Safety...Safety...and more Safety.  The ideal dog box will let your dog stand up, turn around, and lay back down.  As Tag-a-Long said a dog in a dog box is much more safer than in an open bed of the truck.  Actually the box will keep your dog cooler in the summer and warmer in the winter.  This past weekend my 2 stayed in the box while I judged a hunt test, and had no problems


----------



## Murphy (Mar 9, 2010)

Raise a pup up to maturity and get him good at his job then realize someone just unchained your dog/friend/hunting buddy/money hole  then you'll learn you (besides all the reasons above) can LOCK a dog box


----------



## grouper throat (Mar 9, 2010)

Simple- putting them on a chain is not safe for the dog(s) while transporting them. A long chain and they might try and jump out or get wrapped up and choke to death. 

I run 4-6 dogs nearly every weekend but even if I only had one I would still own a large crate/kennel to put them in. I love my dogs and spend way too much time and money on them to transport them in a dangerous fashion, plus it's my responsibility to care for them in a safe manner as a houndsman.


----------



## Browning88 (Mar 16, 2010)

We use them because we run so many dogs, also I just got back from a Field Trial in Indiana, 9 dogs don't fit in a truck bed that well or on the long of a trip.  And as high strung as a GSP is, I'd be afraid to put them in the truck bed!!


----------



## Dog Hunter (Mar 16, 2010)

For all the reasons stated.  For the ones that talk about locking your box.  Had a buddy that was all excited about his new locking dog box.   He was not near excited after I pointed out the fact that it needed to be anchored to the truck bed somehow and the fact that a lot of the lock/handle sets that are on dogs boxes are not really that great.  You can reach to the inside of a locked handle and slide the latch over.  Just be careful you are as safe as you think.


----------



## noggin nocker (Mar 16, 2010)

A dog chained to the back of a pickup assuming an exact middle point connection with absoluty no slack in the chain "might" work depending on the size of the dog.  However, thats impossible so anyone that chains or ties their dog in the back of the risks severe injury to the dog due to the animal jumping, slipping over the side or god forbid, an accident in which case decapitation is a certainty. If the animal is in a box, its much safer and is basic common sense.


----------



## ch035 (Mar 16, 2010)

you havent watched a dog roll down the hwy after falling out of a truck i guess...then you would understand


----------



## JohnBenoit09 (Mar 17, 2010)

▶ [Information shown]:
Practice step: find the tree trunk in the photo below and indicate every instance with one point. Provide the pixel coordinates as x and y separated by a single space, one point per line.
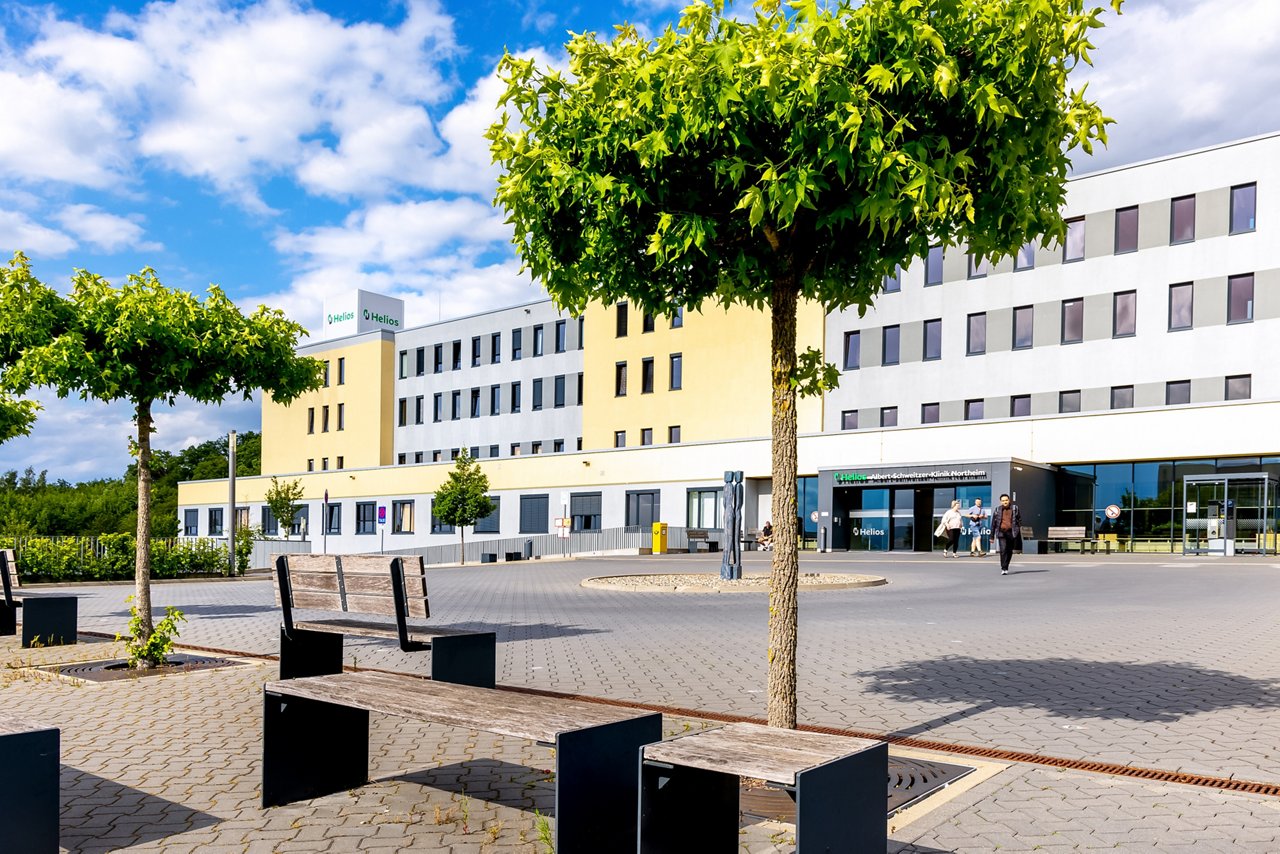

▶ [Work to complete]:
1. Translate this sentence from the dog box thread into Spanish: "Actually the box will keep your dog cooler in the summer and warmer in the winter."
2. Reproduce the dog box thread word for word, from "## noggin nocker" up to and including "basic common sense.".
The material above is separate from the dog box thread.

▶ [Results]:
1. En realidad, la caja mantendrá a tu perro más fresco en verano y más abrigado en invierno.

2.
## noggin nocker (Mar 16, 2010)

A dog chained to the back of a pickup assuming an exact middle point connection with absoluty no slack in the chain "might" work depending on the size of the dog.  However, thats impossible so anyone that chains or ties their dog in the back of the risks severe injury to the dog due to the animal jumping, slipping over the side or god forbid, an accident in which case decapitation is a certainty. If the animal is in a box, its much safer and is basic common sense.